## EXERCISE PROMPT
In the book description, what share of all Jewish killings during the Holocaust were carried out by members of state organizations?

## EXCERPT PROVIDED
ISBN: 978-1-5095-0290-5
300 pages
November 2016, Polity
Ordinary Organisations: Why Normal Men Carried Out the Holocaust (1509502904) cover image


During the Holocaust, 99 percent of all Jewish killings were carried out by members of state organizations. In this groundbreaking book, Stefan Kühl offers a new analysis of the integral role that membership in organizations played in facilitating the annihilation of European Jews under the Nazis.

Drawing on the well-researched case of the mass killings of Jews by a Hamburg reserve police battalion, Kühl shows how ordinary men from ordinary professions were induced to carry out massacres. It may have been that coercion, money, identification with the end goal, the enjoyment of brutality, or the expectations of their comrades impelled the members of the police battalion to join the police units and participate in ghetto liquidations, deportations, and mass shootings. But ultimately, argues Kühl, the question of immediate motives, or indeed whether members carried out tasks with enthusiasm or reluctance, is of secondary importance. The crucial factor in explaining what they did was the integration of individuals into an organizational framework that prompted them to perform their roles.

## SUPPLIED MATERIAL

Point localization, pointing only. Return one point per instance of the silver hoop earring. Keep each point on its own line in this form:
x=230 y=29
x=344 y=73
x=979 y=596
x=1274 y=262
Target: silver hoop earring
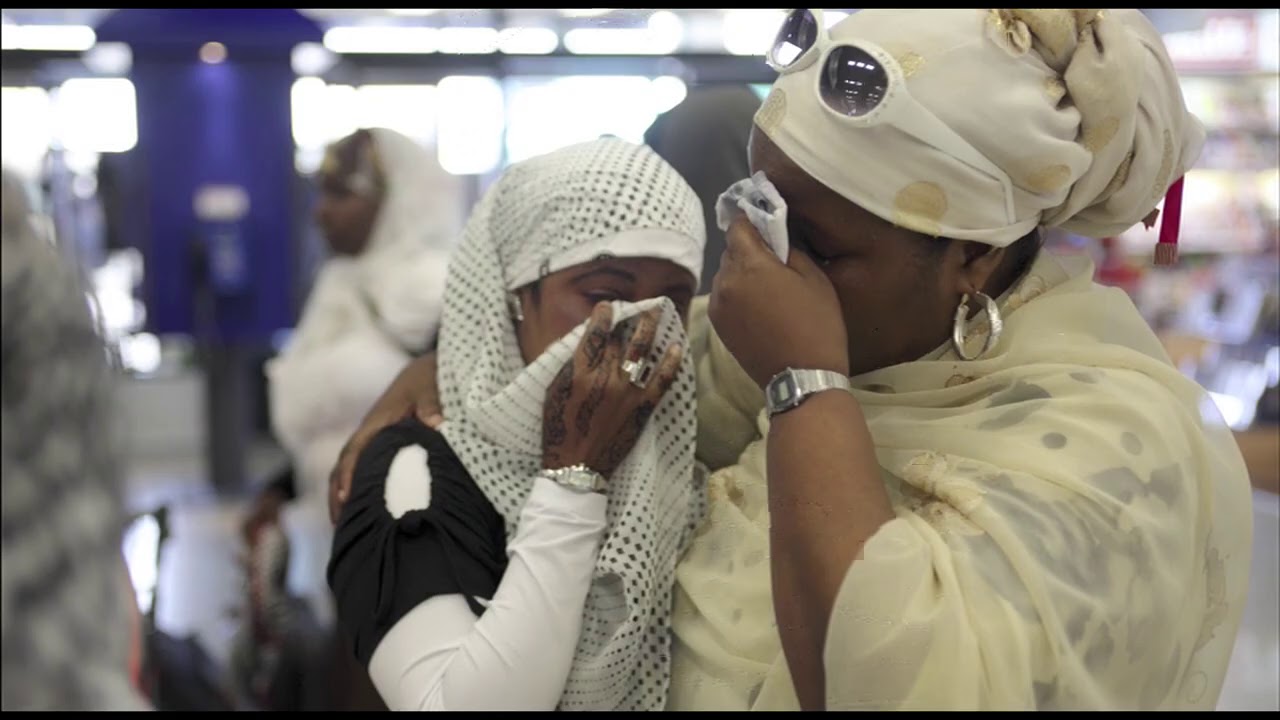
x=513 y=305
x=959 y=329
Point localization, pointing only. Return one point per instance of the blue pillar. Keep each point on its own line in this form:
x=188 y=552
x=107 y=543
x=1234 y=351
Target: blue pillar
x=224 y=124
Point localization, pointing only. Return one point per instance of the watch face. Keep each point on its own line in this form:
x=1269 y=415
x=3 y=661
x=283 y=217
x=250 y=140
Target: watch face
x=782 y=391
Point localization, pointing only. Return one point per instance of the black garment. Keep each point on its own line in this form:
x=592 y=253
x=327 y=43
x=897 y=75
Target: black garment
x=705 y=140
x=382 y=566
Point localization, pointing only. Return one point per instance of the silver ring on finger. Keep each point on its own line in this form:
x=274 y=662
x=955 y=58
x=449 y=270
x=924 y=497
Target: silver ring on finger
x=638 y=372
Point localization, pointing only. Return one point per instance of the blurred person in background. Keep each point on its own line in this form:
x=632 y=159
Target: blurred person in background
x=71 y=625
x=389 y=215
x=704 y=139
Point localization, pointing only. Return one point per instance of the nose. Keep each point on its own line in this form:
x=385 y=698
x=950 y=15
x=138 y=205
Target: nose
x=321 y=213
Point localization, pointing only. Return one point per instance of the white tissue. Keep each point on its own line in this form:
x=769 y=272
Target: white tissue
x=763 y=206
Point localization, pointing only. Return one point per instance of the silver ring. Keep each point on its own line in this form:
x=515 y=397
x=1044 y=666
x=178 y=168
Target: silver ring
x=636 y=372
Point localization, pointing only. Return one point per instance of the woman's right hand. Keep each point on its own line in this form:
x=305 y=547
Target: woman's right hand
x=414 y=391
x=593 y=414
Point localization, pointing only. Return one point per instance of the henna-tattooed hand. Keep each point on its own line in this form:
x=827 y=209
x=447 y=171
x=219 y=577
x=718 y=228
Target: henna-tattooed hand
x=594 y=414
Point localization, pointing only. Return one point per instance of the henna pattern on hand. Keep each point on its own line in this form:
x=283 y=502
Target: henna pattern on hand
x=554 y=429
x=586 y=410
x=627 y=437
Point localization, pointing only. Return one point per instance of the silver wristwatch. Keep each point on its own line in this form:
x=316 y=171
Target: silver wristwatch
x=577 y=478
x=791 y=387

## ANSWER TO THIS EXERCISE
99 percent